HOW TO COMPLETE THIS TASK: In the entries below, which lines run from the one containing "of the index" to the one containing "query (the noun phrase to segment): blurred"? Copy exactly those lines, ends included, and no others.

SUPPLIED MATERIAL:
- - - -

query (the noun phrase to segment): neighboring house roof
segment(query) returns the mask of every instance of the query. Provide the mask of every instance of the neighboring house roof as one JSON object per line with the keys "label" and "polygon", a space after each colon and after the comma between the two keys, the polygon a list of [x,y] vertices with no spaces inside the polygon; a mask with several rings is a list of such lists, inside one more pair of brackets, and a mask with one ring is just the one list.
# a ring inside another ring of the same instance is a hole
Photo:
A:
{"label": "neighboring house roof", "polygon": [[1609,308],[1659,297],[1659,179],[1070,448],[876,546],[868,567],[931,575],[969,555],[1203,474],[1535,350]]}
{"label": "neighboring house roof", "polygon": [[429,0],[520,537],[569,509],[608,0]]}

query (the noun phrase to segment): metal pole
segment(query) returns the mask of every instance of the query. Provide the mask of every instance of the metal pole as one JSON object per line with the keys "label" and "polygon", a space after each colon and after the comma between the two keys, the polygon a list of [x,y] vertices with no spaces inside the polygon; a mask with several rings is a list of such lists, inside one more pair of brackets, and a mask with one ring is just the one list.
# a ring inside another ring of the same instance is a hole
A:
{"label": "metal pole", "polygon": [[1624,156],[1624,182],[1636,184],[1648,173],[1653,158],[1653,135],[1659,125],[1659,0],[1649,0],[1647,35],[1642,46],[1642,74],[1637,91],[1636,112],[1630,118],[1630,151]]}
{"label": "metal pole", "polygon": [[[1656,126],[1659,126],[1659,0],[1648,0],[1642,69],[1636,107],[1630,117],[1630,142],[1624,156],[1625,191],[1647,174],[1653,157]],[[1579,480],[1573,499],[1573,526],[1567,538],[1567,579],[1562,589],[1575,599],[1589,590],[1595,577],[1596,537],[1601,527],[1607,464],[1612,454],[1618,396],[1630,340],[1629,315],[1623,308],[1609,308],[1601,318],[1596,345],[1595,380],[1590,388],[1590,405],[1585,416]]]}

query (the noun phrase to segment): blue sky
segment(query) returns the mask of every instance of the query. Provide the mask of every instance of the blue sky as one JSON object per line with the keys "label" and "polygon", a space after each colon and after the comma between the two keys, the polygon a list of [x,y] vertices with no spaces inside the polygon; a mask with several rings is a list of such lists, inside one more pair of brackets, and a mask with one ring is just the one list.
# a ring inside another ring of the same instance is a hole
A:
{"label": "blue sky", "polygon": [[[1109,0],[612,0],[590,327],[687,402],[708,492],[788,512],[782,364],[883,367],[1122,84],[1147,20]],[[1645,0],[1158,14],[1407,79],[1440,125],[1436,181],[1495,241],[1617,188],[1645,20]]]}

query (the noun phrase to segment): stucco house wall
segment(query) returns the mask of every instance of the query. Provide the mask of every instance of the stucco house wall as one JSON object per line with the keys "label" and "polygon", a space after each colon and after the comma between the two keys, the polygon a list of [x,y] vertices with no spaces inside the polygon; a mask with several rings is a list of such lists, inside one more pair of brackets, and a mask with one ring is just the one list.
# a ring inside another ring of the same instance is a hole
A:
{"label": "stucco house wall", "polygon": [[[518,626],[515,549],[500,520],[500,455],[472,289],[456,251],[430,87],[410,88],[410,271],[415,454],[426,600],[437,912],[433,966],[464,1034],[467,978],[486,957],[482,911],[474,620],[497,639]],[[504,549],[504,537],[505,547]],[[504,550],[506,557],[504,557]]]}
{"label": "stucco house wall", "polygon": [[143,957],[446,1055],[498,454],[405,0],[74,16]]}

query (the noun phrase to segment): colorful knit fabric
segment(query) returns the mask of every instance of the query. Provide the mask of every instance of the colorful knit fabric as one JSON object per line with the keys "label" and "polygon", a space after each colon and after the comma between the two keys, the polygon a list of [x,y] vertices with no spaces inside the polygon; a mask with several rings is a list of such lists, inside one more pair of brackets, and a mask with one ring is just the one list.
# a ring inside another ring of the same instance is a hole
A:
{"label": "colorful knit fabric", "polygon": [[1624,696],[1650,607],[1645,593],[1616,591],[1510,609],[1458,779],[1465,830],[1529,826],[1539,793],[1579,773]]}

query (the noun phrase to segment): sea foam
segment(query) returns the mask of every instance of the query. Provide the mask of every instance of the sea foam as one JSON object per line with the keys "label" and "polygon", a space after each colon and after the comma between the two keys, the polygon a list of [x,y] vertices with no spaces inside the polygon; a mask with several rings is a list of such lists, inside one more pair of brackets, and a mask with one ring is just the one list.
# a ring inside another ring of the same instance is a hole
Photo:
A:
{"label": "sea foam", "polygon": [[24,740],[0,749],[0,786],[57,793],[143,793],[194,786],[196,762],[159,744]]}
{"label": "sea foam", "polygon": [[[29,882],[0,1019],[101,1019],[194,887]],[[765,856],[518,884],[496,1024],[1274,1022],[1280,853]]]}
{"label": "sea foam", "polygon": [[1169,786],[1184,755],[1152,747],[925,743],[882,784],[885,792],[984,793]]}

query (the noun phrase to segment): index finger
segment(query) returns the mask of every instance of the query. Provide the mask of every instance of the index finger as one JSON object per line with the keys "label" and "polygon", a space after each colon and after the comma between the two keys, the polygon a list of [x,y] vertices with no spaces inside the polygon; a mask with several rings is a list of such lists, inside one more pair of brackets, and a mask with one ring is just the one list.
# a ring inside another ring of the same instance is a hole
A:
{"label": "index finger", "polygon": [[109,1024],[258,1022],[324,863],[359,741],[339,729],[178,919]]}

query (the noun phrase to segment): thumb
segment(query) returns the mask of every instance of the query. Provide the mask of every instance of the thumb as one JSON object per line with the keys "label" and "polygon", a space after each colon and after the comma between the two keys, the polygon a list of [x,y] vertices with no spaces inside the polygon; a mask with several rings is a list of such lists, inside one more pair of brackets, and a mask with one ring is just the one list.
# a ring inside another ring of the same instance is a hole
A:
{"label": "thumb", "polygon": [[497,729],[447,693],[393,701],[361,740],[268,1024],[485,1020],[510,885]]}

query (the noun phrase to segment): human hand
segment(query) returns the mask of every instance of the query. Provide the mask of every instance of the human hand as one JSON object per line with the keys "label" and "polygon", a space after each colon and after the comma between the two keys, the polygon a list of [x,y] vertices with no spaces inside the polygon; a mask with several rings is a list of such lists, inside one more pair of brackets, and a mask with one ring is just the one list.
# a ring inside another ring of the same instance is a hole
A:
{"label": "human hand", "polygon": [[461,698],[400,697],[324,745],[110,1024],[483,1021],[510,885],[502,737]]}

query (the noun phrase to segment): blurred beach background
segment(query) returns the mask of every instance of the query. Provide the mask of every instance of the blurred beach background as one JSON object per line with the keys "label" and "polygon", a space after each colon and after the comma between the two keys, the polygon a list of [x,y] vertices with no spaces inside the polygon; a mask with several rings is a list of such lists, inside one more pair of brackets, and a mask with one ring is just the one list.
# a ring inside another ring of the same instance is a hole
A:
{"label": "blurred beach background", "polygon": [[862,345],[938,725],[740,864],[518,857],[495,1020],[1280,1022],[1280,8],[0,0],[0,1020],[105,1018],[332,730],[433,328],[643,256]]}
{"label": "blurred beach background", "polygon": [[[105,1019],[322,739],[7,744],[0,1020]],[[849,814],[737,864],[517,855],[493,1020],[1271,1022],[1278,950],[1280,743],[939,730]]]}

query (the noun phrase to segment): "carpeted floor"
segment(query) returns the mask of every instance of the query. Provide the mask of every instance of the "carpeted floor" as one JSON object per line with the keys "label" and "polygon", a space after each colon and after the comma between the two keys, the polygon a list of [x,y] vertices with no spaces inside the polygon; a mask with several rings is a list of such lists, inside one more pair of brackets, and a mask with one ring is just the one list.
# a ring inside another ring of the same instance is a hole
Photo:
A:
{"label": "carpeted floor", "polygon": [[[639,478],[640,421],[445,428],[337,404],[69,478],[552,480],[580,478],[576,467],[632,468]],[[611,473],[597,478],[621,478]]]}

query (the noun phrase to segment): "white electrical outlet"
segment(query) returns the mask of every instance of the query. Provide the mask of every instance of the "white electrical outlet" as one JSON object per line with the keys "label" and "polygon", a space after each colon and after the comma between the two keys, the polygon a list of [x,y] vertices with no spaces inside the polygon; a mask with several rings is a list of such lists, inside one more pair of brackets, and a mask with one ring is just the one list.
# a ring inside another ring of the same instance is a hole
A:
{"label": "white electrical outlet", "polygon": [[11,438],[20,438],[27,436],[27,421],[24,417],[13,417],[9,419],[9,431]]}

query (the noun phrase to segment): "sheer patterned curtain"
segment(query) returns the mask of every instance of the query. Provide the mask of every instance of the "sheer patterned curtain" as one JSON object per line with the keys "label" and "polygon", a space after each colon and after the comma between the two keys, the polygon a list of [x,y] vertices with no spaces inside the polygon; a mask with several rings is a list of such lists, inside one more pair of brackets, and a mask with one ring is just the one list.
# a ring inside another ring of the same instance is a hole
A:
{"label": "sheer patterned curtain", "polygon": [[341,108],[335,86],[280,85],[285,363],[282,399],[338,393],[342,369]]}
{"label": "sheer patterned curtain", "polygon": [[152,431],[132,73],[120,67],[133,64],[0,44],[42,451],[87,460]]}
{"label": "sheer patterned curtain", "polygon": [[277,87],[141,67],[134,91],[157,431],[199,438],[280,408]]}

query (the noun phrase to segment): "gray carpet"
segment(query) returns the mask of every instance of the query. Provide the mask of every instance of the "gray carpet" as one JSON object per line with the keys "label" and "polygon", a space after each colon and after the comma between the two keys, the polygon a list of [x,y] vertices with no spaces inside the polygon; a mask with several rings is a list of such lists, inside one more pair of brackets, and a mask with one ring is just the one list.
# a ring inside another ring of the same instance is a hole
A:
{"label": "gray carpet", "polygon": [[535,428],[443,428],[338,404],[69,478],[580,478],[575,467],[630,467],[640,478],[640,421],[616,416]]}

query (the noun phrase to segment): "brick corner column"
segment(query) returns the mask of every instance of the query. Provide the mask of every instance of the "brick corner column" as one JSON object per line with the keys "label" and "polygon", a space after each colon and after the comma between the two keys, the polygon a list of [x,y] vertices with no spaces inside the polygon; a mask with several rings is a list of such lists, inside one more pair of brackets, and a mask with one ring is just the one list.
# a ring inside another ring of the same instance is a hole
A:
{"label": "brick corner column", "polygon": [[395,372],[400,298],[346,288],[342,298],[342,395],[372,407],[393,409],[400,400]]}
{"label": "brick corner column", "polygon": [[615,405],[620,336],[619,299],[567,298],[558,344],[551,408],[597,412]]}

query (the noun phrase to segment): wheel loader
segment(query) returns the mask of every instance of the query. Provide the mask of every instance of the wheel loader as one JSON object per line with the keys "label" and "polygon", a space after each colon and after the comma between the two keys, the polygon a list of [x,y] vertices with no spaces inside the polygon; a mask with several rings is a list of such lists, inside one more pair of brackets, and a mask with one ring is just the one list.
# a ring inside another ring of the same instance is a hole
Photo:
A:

- - - -

WORKED SOLUTION:
segment(query) returns the mask of every instance of the query. Provide the mask of every instance of the index finger as one JSON object per line with the keys "label" and "polygon", a space after each colon and after the comma between the two keys, the polygon a list of [x,y] vertices with no spaces inside the polygon; a mask with several rings is a list of such lists, inside one more pair of brackets, and a mask with one ring is just the one list.
# a ring inside another ring of the same instance is a hole
A:
{"label": "index finger", "polygon": [[109,1024],[258,1022],[324,863],[359,741],[339,729],[178,919]]}

query (the noun phrase to segment): thumb
segment(query) returns the mask of every instance of the query. Provide the mask of every instance of the thumb as one JSON object per line with the keys "label" and "polygon", a space after each colon and after the comma between the two keys, the polygon a list of [x,y] vertices with no spaces inside the polygon; a mask with several rings is a list of such lists, inside one more pair of brackets, and a mask with one ring is just the one list.
# a ring inside another ring of the same instance is a hole
A:
{"label": "thumb", "polygon": [[497,729],[447,693],[393,701],[361,740],[268,1024],[485,1020],[510,885]]}

query (the noun phrase to segment): human hand
segment(query) returns the mask of every instance of the query. Provide the mask of every instance of the human hand as one JSON object per line with the keys "label" and "polygon", a space after each colon and after the comma between the two keys, the polygon a list of [x,y] vertices with no spaces inside the polygon; a mask with several rings is a list of such lists, inside one more pair of brackets, and a mask with one ring is just the one list.
# a ring inside another ring of the same instance is a hole
A:
{"label": "human hand", "polygon": [[461,698],[400,697],[324,745],[110,1024],[483,1021],[510,885],[502,737]]}

query (the noun phrase to segment): blurred beach background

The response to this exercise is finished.